Task to carry out:
I would like you to output every record below exactly, apart from the pictures.

Data shown:
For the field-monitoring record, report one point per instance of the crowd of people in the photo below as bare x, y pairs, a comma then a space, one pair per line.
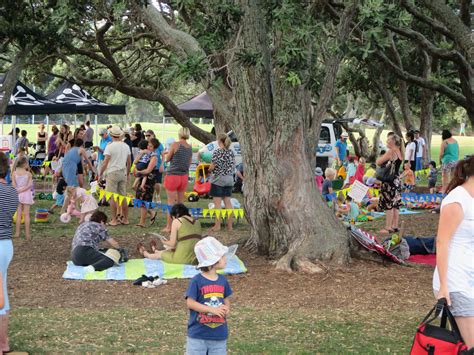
110, 163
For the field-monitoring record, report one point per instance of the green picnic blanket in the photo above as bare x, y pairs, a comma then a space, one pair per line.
135, 268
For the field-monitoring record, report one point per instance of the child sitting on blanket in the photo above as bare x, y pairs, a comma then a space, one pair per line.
207, 299
408, 177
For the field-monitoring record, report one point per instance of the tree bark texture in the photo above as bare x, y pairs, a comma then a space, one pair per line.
288, 218
426, 108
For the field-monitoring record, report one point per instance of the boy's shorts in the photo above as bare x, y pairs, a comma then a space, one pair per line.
59, 200
200, 346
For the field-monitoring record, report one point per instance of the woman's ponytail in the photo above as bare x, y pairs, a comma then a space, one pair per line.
464, 169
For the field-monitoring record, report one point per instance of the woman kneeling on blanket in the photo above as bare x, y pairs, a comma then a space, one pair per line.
85, 245
185, 233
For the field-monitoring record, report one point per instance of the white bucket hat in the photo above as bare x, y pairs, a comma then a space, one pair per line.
116, 131
209, 251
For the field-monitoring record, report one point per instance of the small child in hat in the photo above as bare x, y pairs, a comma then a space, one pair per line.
207, 298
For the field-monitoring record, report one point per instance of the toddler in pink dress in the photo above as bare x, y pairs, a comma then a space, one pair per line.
22, 180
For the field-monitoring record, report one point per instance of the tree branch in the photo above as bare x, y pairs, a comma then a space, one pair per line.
428, 84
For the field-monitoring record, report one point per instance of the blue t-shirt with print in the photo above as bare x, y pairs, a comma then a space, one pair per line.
342, 149
211, 293
158, 152
102, 145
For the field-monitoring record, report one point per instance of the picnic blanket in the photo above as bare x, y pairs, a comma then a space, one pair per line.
135, 268
403, 211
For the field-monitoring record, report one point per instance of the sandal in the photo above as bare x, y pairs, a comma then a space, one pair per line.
153, 245
141, 249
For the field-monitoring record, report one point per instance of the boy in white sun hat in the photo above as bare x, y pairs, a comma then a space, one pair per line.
207, 298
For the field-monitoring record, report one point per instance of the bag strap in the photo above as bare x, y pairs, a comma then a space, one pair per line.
442, 308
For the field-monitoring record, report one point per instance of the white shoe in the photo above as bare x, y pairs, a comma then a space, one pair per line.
88, 269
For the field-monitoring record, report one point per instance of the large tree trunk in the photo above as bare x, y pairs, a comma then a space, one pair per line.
288, 218
426, 113
11, 78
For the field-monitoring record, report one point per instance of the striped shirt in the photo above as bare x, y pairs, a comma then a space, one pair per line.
9, 203
180, 161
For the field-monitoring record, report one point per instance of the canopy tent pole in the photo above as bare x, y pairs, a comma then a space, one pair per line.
96, 131
163, 131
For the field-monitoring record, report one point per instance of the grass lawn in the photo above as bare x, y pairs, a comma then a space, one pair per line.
251, 331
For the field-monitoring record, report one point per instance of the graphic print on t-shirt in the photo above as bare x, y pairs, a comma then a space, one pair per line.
213, 296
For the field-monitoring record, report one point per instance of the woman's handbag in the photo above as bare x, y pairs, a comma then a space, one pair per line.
386, 173
434, 340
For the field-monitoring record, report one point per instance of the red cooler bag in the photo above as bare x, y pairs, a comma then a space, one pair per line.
436, 340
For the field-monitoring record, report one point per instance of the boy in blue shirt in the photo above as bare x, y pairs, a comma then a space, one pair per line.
207, 298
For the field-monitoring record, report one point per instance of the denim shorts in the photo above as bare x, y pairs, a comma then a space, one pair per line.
220, 191
202, 347
6, 255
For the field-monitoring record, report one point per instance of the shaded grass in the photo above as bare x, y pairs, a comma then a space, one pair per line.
251, 331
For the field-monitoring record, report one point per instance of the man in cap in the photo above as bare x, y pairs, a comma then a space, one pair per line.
341, 148
116, 166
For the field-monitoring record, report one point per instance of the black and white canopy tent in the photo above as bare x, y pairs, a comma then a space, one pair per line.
25, 101
73, 94
199, 106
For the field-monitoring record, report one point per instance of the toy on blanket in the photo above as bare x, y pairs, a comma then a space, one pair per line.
41, 216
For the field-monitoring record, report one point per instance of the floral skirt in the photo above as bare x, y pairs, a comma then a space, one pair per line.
390, 195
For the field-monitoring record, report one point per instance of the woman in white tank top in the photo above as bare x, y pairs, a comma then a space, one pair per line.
453, 277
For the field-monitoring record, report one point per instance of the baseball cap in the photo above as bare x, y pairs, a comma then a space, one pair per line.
209, 251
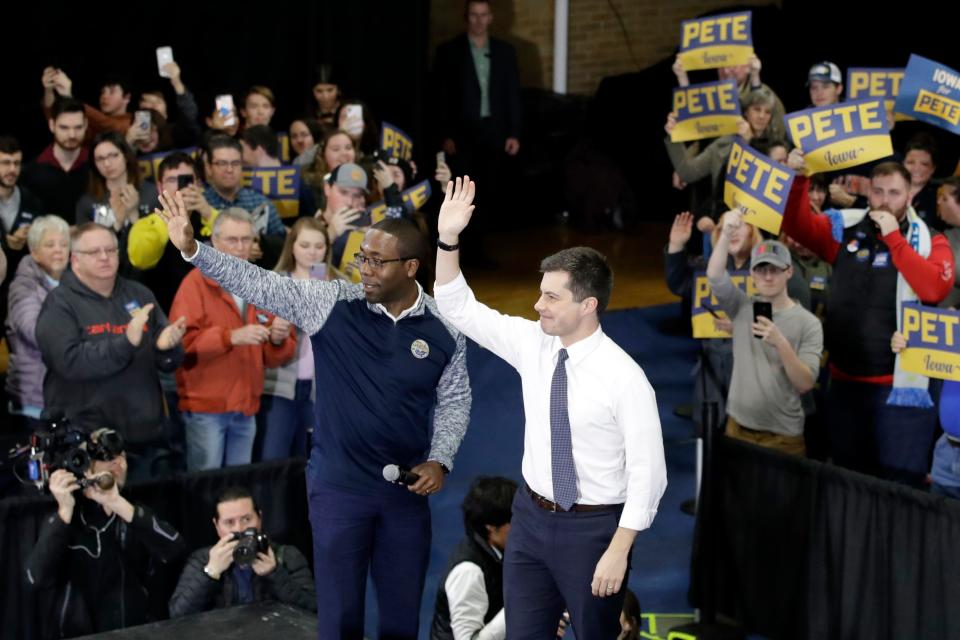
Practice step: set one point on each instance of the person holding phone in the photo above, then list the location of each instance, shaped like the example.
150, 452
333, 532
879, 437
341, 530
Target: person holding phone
777, 345
286, 408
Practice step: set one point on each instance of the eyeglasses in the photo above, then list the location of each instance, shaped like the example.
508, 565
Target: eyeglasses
107, 252
375, 263
223, 164
768, 270
108, 156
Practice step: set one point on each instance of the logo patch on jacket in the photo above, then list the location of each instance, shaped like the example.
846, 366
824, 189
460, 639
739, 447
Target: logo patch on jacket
420, 349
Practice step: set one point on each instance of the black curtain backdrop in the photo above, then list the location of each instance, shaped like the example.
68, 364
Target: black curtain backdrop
186, 501
378, 49
812, 551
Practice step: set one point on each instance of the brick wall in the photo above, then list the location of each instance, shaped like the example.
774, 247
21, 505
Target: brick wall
597, 46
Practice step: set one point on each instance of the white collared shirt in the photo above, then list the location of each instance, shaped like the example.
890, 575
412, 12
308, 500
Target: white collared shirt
614, 423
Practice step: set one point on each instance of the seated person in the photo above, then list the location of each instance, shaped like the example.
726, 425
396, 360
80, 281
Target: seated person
94, 554
470, 602
217, 577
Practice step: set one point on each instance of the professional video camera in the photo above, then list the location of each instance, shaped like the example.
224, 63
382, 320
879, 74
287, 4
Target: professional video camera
251, 542
65, 446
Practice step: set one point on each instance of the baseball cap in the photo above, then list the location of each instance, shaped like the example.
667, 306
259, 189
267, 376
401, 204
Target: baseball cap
770, 252
825, 72
348, 175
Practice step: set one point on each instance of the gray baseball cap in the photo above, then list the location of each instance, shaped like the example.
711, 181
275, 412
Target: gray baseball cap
348, 175
770, 252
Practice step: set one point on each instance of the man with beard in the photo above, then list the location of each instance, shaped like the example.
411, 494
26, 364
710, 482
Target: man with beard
59, 174
94, 555
395, 392
880, 419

Solved problem:
For the field-monitoring record, report one point per instance of the crowd of people in the photo below as bare x, y pairs, a comma then a space, one pair per line.
110, 163
For the field-monitoring record, report one point per instance of the green picnic blanket in the photo above as bare x, y pairs, a comma then a space, one pair per line.
135, 268
For the field-monitoring record, report one point per instance of the child sitting on blanket in the photo above as bare x, y pairs, a comma then a space, one pair per line.
207, 299
408, 177
For the field-monitoring record, report one point per instance of the tree bark texture in the photo above as bare x, y pairs, a comma then a space, one pair per line.
288, 218
426, 108
For the field-monitoring record, report one point per instance of the boy's shorts in the photo above as bare x, y pairs, a comma then a space, one pair per line.
59, 200
200, 346
For the field-monitoring record, report one point per instance of the woman's ponytail in the photo above as bare x, y pairs, a comma then a space, one pair per line.
464, 169
For the field-monitoring record, report one point per instance of the woman kneeling on blanket in the photo above as bare x, y pairs, a comma then a space, one pair per line.
85, 245
185, 233
For the field-monitoring record, report one point per instance of the white bucket hat in the photo above as bare x, y pairs, a comma then a space, one pair per line.
116, 131
209, 251
For the field-monitoring record, report one point per instance of the small child in hat in the photo above as bare x, y pairs, a comma then a space, one pair per line.
207, 298
For the field-monitoring record, report one point per instance of the toddler in pink dress in the photo above as bare x, y pairs, a comma then a space, one pair per line.
22, 180
For the field-monitoring record, report one point per instance of the tree branch in the photo above as bare x, y pairs, a comma then a space, one pair per line.
428, 84
For the field-monitoring record, report one point per instance of the blue t-shirt with print in the photo above as bare x, y pairs, a comma then a space, one pair per line.
342, 149
211, 293
158, 152
102, 145
For the field-monitoring record, report one point per instance of the picnic blanket in the photo above as bare x, y pairs, a comma then a space, one pair per line.
135, 268
403, 211
For the field-monitoring record, report one point per instance of the sandal in the photo above as bare x, y pairs, a comma then a space, one pair per line.
153, 245
141, 249
For the field-monitoring record, report one point per instance of the boy in white sun hat in the photo above as bare x, y pairs, a comma then a space, one pair per line.
207, 298
For the field-monitoring record, report one point per instance of the bag strap in the photo above as bare x, y pairs, a comma then a space, one pair per line.
442, 308
For the field-monitoring record, report one point per instance of the white shoe in the photo above as bare x, y pairs, a comma then a space, one pair per line.
88, 269
For the field-monitoring record, report one point per instance of the large tree trunk in the photo above as bare x, y pairs, a comma then a space, one pair per line.
288, 218
426, 113
11, 78
For the field-monitoring record, report one point per instance of the striped shirt in the photo above as bare x, y pairs, a comma then a space, one pair per line.
9, 203
180, 161
For the field-monitoring record, report one point per instance of the canopy tent pole in the photo above as bare x, y pairs, a comma then a space, one pair per line.
96, 131
163, 131
For the field-monitoring record, report one point per instance of the grass lawn in the photo above as bare x, y pairs, a comma then a space, one pair per line.
251, 331
For the field-monitoring record, report one point per instance of the graphic print on t-shirt in the photo above as bare x, y pairs, a comma then a space, one pair per line.
213, 296
For the field-monitoring record, report one point per instance of the woman's handbag in the photo above as bare x, y pairs, a comma then a space, one pair per line.
386, 173
434, 340
For the field-monitoring record, report one point per instance of the red cooler bag in the photo above as bare x, y pairs, a comma then a space, one pair per line.
436, 340
For the field-monitoring record, report one point per instance of the boy in blue shirt in the photo above as bare x, y pairs, a comma then a space, one pair per line.
207, 298
For the field-monitoring record, report one point per instance of the denim shorts in the photo above as bare x, y pairs, a comma then a space, one pair per line.
220, 191
202, 347
6, 255
For the field-monitoring record, report one point per instance of the shaded grass in the photo above as bare x, y pairs, a comma then a space, one pair per line.
251, 331
For the field-monitoring record, report one point per instance of the man in cap in the photo above as bare x, y pairs, a comma then a space, one pair per line.
341, 148
116, 166
For the field-monitoring record, report one point per instance of the black and white canopy tent in the photo above as bare x, y pairs, a comma then a space, one pair per line.
25, 101
73, 94
199, 106
For the field-monitoring record, report one point per instance of the toy on blanket in the photo above as bare x, y pairs, a comma then a space, one pair per line.
41, 216
For the field-monitoring record, report one point per instance of the floral skirt in the photo above as bare x, y pairs, a comma then a space, one pair per line.
390, 195
For the field-monitoring record, report one point per instance of the woman in white tank top in the photo above as bare x, y pairs, a comma then a space, one pair per line.
453, 277
For the field-monitoring record, report one point per instance of the baseball cap in the photo above as bare x, y pairs, a comma then a space, one pair per line.
209, 251
Practice step: set one point on each instance of the person holding phone in the photo above, then list the location of each instance, shaped like the example.
150, 452
333, 532
879, 437
341, 530
Target: person holding phone
777, 345
286, 408
Practice step: set one point on each instance of the eyeglasses in the photo above, then list the location of each instance, shaped like the example.
508, 565
Target: eyeglasses
107, 252
375, 263
223, 164
768, 270
108, 156
Practice step: set one point on each instance of the logo patch on jacket in the photo above, then list the location of each instance, shaped like the example.
846, 366
824, 189
460, 639
739, 447
Target: logo patch on jacket
420, 349
Practice step: set one point on each instance of the black curtain backdrop in the photo above, then list the location of each instance, shaped like the example.
68, 364
Target: black curtain backdrop
186, 501
378, 49
812, 551
Practice step: set one point on each instance of the brick wall in the photo above, then list the location of each instance, shaped like the example.
774, 247
21, 505
Target: brick wall
597, 46
Practice step: set one point on each instance of the white collared shirt in the photo above, then list the location of each instance, shaped like the example.
890, 575
412, 12
308, 500
Target: white collared shirt
614, 423
Practice step: set one point on each instance of the seated person in the photo above, then list the location of each instance, shaped like the example.
726, 425
396, 360
80, 281
Target: seated person
94, 554
470, 602
217, 577
Practice step: set one point on each instance of the professional video camera in the photo above, then list the location of each instance, shaped like the example.
224, 63
382, 320
879, 74
287, 4
Target: professional video camera
251, 542
65, 446
Practice step: set one point on each instance of the baseball cap in the photo above, then list the location of each instance, shaped like the example.
667, 306
259, 189
267, 376
401, 204
Target: baseball cap
770, 252
825, 72
348, 175
Practice step: set one point on each instance of the gray baseball cap in the photo above, then list the location of each instance, shaped like the example.
711, 181
275, 412
Target: gray baseball cap
348, 175
770, 252
Practice step: set one point on each instance of the man with beard in the photo above, then list the location of each instance, shaped like the example.
411, 494
26, 364
710, 482
Target: man with beard
59, 174
94, 555
395, 392
880, 419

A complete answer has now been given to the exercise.